# [EXERCISE DIRECTIONS]
Answer these questions from the forum thread on compression fittings:
1. What size of tubing does CyberDruid generally use on 1/2 barbs?
2. What inner diameter of tubing did the client's build call for?
3. What tool does CyberDruid use on the tube when taking the collar off?

# [DOCUMENT]
──────

Anyone know if the barbs I have in B/S/T will work on non-Koolance blocks?  Sorry for the shameless plug >.<  Just curious now cause of Paulieg.


----------



## PaulieG (Oct 24, 2008)

Binge said:


> Anyone know if the barbs I have in B/S/T will work on non-Koolance blocks?  Sorry for the shameless plug >.<  Just curious now cause of Paulieg.



LOL. No problem!


----------



## CyberDruid (Oct 25, 2008)

My thoughts on Compression Fittings are intitial impressions...I generally use 7/16 on 1/2 Barbs... so when I got a client that wanted compression fittings I did a little research and I came to the conclusion that Koolance makes the most secure fittings...double barb. If you muck about in your rig and move stuff you could strain a fitting and I like the way the Koolance grab the tube.

The build called for 3/8 ID tubing. SO I used the Feser 3/8 with the Koolance fittings and it grabs super tight. It's not really easy to get them apart either.

I am finding that I need to use a pair of padded needlenose vice grips on the tube when taking the collar off--or it will unscrew from the block/rad/res what have you.

They do have a nice clean uniform appearance: but so does unclamped 7/16 over 1/2 barbs  at 1/3 the cost.

If you are using 3/8 take a look at the Feser tubing: it's very hard (high durometer) and looks great. I am using Koolance coil wraps (steel springs) and I can get a pretty tight bend from it too.


----------

──────

[Point placement records]
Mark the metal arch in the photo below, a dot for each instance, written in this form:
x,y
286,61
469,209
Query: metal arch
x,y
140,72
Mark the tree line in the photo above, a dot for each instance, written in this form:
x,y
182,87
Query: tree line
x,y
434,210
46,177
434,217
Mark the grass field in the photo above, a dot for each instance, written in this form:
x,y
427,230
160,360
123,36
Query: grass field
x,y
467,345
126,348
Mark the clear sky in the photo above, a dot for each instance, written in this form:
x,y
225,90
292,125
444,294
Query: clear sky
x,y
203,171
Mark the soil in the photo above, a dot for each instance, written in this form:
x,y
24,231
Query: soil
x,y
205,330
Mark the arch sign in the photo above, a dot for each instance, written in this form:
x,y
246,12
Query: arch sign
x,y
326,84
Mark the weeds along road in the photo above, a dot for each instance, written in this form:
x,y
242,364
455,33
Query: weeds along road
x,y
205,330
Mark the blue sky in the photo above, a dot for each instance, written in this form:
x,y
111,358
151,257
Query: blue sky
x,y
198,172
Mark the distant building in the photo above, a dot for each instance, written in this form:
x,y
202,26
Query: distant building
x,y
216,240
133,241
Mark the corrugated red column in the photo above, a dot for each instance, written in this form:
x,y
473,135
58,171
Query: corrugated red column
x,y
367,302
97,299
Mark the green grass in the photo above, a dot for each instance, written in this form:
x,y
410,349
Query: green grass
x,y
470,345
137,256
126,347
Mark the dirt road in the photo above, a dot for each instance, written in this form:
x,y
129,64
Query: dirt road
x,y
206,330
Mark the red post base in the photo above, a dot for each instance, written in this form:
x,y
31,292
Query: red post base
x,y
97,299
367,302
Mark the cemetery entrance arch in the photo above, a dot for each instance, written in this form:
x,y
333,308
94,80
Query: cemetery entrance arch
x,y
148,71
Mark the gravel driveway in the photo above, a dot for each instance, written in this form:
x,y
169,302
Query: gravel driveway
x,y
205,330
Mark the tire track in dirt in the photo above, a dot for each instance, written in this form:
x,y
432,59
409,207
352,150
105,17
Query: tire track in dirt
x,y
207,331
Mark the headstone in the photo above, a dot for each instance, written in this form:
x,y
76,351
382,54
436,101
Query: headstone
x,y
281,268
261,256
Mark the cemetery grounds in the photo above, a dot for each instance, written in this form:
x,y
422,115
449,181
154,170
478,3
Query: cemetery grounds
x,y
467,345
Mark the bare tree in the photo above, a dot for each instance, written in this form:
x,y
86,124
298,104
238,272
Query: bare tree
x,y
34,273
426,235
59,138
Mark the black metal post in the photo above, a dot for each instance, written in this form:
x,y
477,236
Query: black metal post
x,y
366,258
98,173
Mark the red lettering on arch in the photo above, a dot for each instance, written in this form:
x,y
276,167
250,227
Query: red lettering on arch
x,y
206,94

──────

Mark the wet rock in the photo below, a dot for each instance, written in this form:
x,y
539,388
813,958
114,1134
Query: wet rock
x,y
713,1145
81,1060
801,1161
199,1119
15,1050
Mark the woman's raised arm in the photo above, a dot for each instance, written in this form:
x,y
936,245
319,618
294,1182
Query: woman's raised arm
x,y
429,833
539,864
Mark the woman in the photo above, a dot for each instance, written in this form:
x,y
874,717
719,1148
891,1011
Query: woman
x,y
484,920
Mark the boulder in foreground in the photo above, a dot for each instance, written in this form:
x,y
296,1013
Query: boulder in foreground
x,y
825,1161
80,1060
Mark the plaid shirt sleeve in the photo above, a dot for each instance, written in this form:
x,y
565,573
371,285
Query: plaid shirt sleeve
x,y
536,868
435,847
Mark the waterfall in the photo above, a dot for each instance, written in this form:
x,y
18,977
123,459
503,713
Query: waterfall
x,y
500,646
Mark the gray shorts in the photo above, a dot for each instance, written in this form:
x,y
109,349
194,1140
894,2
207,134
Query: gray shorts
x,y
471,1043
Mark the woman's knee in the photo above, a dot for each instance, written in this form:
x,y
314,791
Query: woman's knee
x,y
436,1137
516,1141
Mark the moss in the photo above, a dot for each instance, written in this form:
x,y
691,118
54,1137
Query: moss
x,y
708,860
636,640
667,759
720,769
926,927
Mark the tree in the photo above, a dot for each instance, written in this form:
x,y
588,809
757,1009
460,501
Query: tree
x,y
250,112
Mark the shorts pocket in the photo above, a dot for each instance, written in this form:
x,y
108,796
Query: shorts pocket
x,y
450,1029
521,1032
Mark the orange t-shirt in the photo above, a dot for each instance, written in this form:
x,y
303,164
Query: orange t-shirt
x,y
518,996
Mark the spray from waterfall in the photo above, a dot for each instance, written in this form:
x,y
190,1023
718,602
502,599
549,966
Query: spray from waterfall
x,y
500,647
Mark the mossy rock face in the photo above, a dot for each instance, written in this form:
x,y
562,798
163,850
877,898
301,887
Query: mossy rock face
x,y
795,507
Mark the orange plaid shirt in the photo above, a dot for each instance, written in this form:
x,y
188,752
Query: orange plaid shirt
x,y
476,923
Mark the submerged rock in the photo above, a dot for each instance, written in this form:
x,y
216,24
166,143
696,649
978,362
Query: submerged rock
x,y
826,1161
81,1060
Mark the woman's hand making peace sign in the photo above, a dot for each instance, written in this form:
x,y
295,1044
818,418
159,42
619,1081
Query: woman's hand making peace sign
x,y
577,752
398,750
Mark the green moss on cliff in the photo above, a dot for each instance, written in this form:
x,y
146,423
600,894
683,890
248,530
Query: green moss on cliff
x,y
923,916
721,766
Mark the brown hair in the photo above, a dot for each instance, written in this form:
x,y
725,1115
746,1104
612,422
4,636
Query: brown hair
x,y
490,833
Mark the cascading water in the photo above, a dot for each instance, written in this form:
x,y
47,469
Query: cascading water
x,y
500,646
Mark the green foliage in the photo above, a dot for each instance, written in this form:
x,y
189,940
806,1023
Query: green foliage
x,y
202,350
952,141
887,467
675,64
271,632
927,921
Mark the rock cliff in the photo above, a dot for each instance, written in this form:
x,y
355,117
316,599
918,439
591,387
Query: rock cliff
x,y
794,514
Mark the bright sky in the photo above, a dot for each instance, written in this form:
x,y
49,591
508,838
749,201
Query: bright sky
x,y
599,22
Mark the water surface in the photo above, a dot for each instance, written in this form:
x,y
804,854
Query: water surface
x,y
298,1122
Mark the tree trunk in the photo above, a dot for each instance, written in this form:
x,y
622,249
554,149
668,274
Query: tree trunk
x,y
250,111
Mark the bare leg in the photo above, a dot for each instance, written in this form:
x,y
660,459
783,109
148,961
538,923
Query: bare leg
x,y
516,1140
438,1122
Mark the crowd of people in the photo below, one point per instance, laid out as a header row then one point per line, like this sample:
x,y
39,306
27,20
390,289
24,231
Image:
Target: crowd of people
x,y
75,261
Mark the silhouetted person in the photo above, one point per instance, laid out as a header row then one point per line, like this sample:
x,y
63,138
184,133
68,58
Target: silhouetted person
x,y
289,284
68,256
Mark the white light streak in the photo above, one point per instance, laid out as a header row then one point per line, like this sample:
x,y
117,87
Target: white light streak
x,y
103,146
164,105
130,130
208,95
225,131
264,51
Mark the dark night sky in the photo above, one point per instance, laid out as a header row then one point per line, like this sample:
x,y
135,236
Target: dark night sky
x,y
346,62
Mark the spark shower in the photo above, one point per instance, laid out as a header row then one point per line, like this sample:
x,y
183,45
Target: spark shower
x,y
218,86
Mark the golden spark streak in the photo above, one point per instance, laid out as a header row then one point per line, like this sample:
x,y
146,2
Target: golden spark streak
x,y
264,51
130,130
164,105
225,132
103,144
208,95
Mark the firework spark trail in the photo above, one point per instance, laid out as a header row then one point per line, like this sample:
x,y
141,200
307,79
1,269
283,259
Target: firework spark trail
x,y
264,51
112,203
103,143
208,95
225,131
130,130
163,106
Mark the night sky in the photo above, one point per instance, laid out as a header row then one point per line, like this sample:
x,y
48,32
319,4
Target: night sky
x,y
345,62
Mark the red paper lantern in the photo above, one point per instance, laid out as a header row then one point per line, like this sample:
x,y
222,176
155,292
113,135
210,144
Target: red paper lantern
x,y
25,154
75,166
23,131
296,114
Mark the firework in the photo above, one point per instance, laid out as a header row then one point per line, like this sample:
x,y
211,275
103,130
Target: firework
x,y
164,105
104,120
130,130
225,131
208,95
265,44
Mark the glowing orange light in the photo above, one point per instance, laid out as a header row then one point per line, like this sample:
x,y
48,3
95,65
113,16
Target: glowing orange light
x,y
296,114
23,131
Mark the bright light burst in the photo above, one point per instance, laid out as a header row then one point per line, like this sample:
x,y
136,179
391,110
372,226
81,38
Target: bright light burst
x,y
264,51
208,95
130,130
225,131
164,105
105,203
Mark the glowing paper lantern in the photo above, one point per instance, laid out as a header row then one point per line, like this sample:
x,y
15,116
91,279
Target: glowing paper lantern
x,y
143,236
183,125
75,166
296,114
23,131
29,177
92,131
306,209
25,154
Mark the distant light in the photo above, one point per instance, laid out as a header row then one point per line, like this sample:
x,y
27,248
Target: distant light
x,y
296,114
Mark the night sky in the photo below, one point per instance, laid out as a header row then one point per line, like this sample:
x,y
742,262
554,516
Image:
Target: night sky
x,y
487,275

──────

# [SOLUTION TO THIS EXERCISE]
1. 7/16 tubing.
2. 3/8 ID.
3. A pair of padded needlenose vice grips.